* STUDY TEXT:
▬▬▬▬▬▬
Video Daily Digest: Nobody Does It Better

Zac Elsik used the power of improvise take down last weekend’s Standard Classic at SCG Dallas! Get Ross Merriam’s take on this Texas-sized surprise!

Zac Elsik is at it again. Everyone is out here trying to decide between taking a risk on a tribal deck from Ixalan or staying with an old standby from the previous season, and Zac hops in the wayback machine with yet another artifact-centric deck. The man definitely has a type.

I myself am no stranger to the improvise mechanic, having tried hard to make it work for Pro Tour Aether Revolt and briefly revisiting its potential last week. Thraben Inspector was good enough to dominate Spire of Industry for the last year, but without the consistency it enables, the aggressive artifact decks have taken a huge hit, and Spire of Industry is too powerful not to see play.

For the most part, Zac and I identified the same cards to build around. Maverick Thopterist and Herald of Anguish are simply the most powerful improvise cards available and not particularly hard on the mana once you have Spire of Industry, Prophetic Prism, and Renegade Map. Metallic Rebuke is also close enough to Mana Leak here that I can’t imagine playing fewer than four copies.

Tezzeret the Schemer is another payoff, although not quite as powerful as I’d like. Still, all of its abilities are relevant here and its high loyalty makes it difficult to answer in combat. The Etherium Cells it creates are also excellent enablers for Fatal Push, so you get to play one of the best removal spells in the format at peak form.
▬▬▬▬▬▬
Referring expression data
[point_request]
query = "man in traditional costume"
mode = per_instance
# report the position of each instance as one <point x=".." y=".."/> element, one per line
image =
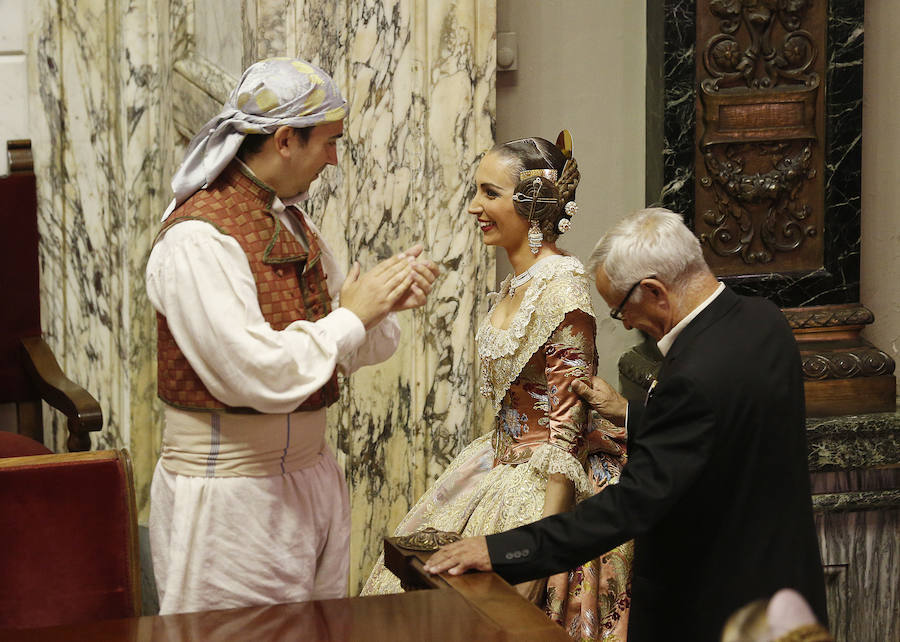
<point x="248" y="505"/>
▬▬▬▬▬▬
* ASSIGNMENT: Continue the article on Zac Elsik's improvise deck, starting after its last sentence. These records were taken from a different source than the text.

* WRITTEN RESPONSE:
The main difference is that I filled out the deck with more traditional midrange cards: more removal and some value from Treasure Map and Walking Ballista. Zac opts for better improvise enablers in Cogworker’s Puzzleknot (which isn’t too hard to sacrifice) and Servo Schematic. These cards are underpowered on their own, yet let you accelerate much more quickly and provide ample fodder for Herald of Anguish to dominate the battlefield.

I’ve been trying to avoid my tendency to play underpowered cards as enablers, but in the case of this deck, I think it’s appropriate. This is clearly a deck where the synergies take center stage and you want to maximize the power of improvise, so I’ll happily defer to the rogue artifact connoisseur. Keep doing your thing, Zac…you sure make my job easy.